Challenge
Return every line of the material below that contains the word "window", matching its case exactly.

Records for the exercise
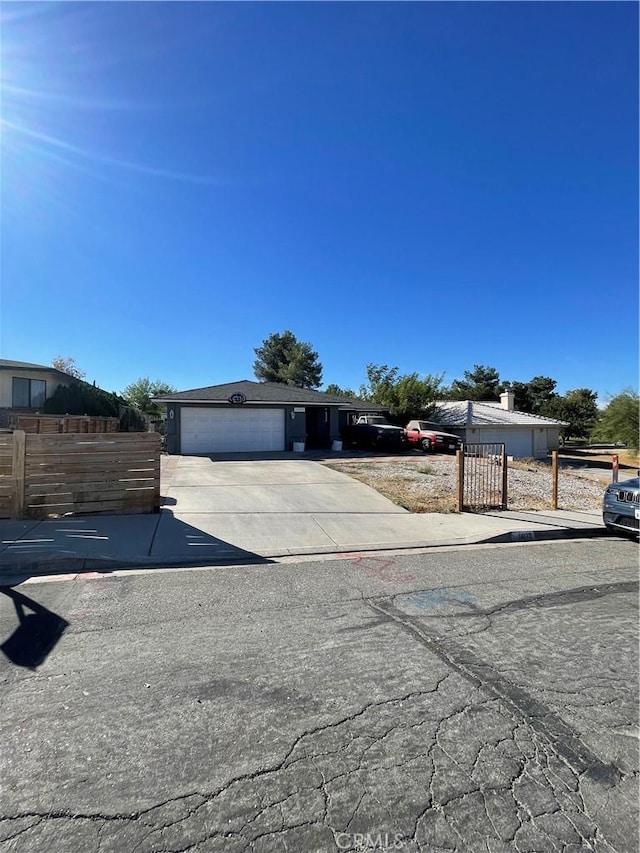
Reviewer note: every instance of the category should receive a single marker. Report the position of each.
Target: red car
(431, 439)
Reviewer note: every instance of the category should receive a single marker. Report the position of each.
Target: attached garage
(207, 430)
(518, 442)
(250, 417)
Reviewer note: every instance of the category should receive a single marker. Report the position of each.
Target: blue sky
(424, 185)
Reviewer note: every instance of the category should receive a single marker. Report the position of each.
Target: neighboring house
(24, 387)
(524, 435)
(254, 416)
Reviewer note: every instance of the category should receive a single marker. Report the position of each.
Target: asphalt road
(480, 699)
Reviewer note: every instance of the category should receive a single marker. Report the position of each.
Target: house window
(29, 393)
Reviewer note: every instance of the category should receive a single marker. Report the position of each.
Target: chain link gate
(482, 477)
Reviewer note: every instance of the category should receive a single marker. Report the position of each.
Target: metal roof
(485, 413)
(7, 364)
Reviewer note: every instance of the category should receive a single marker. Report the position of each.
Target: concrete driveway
(268, 505)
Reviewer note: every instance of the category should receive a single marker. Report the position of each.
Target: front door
(317, 425)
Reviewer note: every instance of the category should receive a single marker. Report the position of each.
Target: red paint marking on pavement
(89, 576)
(380, 569)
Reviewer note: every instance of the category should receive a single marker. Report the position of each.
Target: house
(255, 416)
(24, 387)
(524, 435)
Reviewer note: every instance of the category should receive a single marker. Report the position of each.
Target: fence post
(460, 489)
(554, 479)
(505, 500)
(19, 453)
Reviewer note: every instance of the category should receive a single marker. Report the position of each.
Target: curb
(69, 565)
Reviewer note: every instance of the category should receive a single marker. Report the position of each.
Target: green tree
(67, 364)
(283, 358)
(141, 392)
(481, 383)
(80, 398)
(337, 391)
(404, 397)
(578, 407)
(532, 396)
(620, 420)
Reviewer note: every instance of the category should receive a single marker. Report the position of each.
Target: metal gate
(483, 477)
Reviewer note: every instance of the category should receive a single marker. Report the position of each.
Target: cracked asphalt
(477, 699)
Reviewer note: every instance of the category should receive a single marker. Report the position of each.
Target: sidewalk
(107, 542)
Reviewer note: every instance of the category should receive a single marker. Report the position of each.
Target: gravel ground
(428, 483)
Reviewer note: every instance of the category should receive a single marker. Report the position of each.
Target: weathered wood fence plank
(51, 475)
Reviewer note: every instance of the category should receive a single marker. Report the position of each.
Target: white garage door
(225, 430)
(518, 441)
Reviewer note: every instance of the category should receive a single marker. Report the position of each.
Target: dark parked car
(374, 432)
(621, 506)
(430, 438)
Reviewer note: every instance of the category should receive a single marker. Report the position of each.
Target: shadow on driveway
(37, 632)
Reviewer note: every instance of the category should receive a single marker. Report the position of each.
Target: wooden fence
(6, 474)
(54, 475)
(46, 424)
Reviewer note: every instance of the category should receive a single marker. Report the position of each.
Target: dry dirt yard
(423, 483)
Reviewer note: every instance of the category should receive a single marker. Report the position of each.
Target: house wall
(520, 442)
(294, 420)
(6, 383)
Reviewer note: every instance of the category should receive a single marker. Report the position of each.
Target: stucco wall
(6, 383)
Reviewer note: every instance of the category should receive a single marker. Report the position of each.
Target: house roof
(462, 413)
(7, 364)
(266, 392)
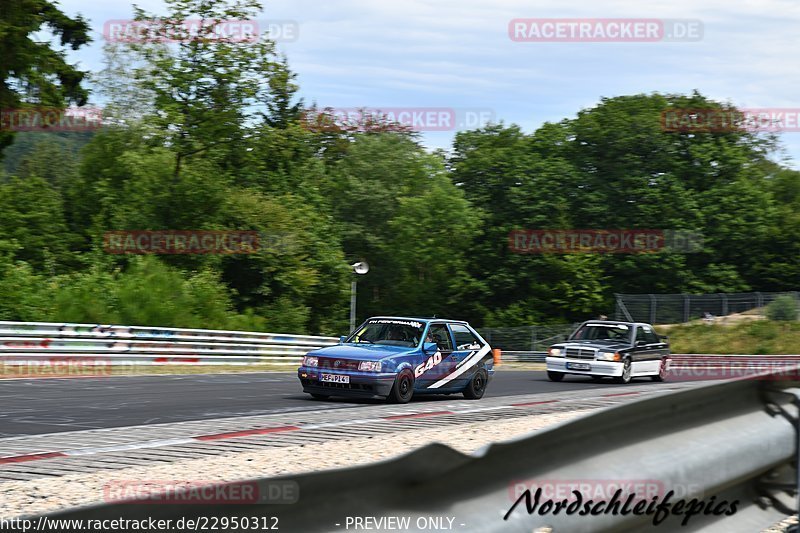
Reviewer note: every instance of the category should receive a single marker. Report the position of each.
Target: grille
(581, 353)
(329, 363)
(340, 386)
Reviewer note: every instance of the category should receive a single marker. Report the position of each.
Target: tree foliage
(209, 134)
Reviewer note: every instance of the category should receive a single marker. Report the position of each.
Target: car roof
(617, 322)
(420, 319)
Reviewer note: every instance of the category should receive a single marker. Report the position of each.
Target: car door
(437, 365)
(646, 354)
(466, 345)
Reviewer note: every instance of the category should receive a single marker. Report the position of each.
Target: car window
(646, 334)
(439, 334)
(388, 331)
(649, 335)
(603, 332)
(464, 338)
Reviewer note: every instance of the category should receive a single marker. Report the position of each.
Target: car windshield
(389, 332)
(603, 332)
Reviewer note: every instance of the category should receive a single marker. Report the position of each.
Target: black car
(605, 348)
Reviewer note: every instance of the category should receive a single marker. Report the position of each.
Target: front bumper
(598, 368)
(362, 384)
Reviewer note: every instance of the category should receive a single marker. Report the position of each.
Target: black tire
(662, 372)
(625, 378)
(403, 388)
(477, 385)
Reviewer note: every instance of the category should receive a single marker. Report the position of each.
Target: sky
(456, 57)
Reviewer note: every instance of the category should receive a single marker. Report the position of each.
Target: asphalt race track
(37, 406)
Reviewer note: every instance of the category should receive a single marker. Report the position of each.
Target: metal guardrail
(523, 357)
(112, 344)
(717, 444)
(679, 308)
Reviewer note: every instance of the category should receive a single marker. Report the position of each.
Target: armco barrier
(111, 344)
(727, 442)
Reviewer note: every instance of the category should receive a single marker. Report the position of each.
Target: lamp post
(359, 268)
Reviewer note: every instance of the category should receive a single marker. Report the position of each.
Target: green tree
(34, 71)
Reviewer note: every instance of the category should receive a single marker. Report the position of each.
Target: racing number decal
(432, 361)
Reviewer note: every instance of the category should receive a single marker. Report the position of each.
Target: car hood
(361, 352)
(608, 346)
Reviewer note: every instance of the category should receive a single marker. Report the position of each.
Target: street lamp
(359, 268)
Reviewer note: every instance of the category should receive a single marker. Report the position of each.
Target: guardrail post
(652, 308)
(775, 409)
(686, 305)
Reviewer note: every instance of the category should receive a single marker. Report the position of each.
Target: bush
(783, 308)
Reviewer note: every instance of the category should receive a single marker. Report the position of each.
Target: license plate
(579, 366)
(335, 378)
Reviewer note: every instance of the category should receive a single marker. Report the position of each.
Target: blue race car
(397, 357)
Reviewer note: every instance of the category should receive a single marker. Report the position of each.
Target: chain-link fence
(678, 308)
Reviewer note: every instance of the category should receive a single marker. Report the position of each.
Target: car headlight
(609, 356)
(370, 366)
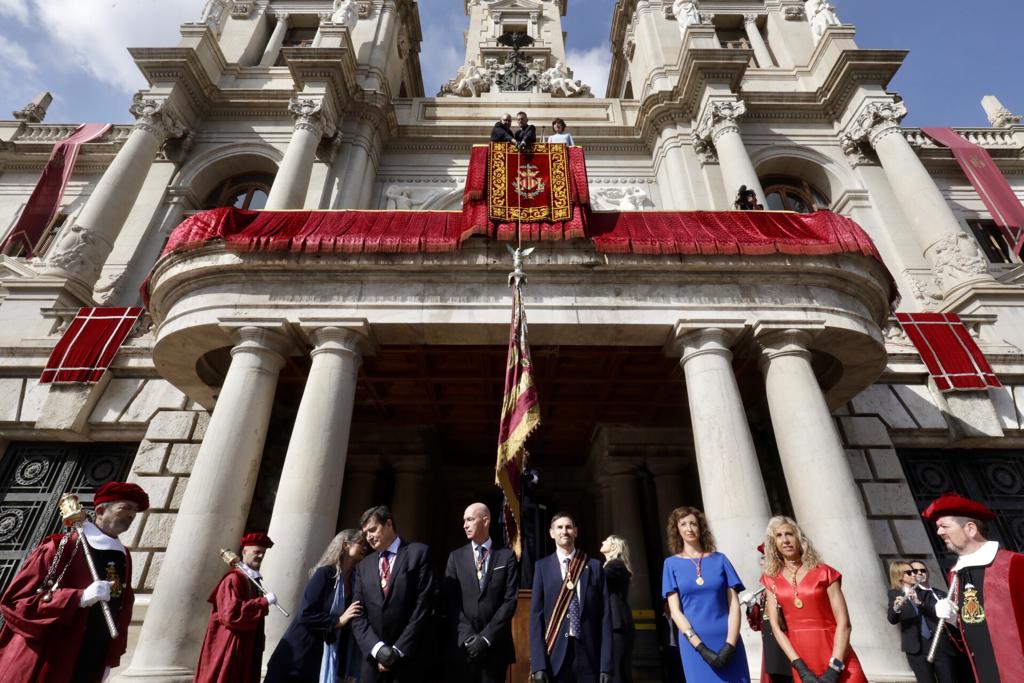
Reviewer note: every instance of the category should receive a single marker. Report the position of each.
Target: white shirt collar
(98, 540)
(981, 557)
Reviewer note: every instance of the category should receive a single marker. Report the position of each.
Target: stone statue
(346, 12)
(686, 12)
(557, 80)
(820, 15)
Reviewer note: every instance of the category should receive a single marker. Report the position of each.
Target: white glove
(97, 591)
(944, 608)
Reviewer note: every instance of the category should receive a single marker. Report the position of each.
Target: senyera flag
(520, 416)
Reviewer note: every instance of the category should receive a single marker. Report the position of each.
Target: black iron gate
(33, 476)
(993, 477)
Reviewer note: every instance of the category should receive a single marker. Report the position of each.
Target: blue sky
(960, 51)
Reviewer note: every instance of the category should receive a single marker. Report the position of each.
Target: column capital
(153, 115)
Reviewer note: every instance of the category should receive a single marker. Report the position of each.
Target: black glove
(709, 655)
(387, 656)
(806, 675)
(475, 645)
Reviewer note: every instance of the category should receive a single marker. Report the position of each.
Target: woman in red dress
(806, 607)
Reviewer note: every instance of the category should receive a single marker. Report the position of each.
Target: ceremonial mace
(74, 515)
(942, 623)
(232, 560)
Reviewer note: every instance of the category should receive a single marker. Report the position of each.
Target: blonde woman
(619, 573)
(806, 607)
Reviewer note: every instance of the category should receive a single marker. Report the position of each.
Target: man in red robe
(232, 650)
(55, 631)
(987, 606)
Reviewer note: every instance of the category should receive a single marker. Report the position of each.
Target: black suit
(485, 612)
(572, 659)
(909, 619)
(400, 620)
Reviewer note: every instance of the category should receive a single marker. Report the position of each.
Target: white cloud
(16, 8)
(591, 67)
(94, 35)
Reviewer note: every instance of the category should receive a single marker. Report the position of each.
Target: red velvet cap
(260, 540)
(119, 491)
(954, 505)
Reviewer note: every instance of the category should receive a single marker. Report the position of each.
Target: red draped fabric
(45, 198)
(988, 181)
(89, 344)
(951, 355)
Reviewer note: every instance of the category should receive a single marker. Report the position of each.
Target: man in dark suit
(394, 585)
(502, 132)
(480, 587)
(582, 651)
(526, 133)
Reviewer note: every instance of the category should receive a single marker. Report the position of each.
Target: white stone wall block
(864, 431)
(918, 399)
(889, 499)
(880, 399)
(116, 399)
(157, 394)
(171, 426)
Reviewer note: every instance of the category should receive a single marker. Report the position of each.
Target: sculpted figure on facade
(346, 12)
(820, 15)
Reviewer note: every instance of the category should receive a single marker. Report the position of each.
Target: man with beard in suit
(394, 585)
(570, 615)
(480, 587)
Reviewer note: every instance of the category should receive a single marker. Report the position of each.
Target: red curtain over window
(89, 344)
(949, 352)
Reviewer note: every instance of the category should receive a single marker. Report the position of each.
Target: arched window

Right answer
Target: house window
Target: car window
Target: red curtain over window
Target: arched window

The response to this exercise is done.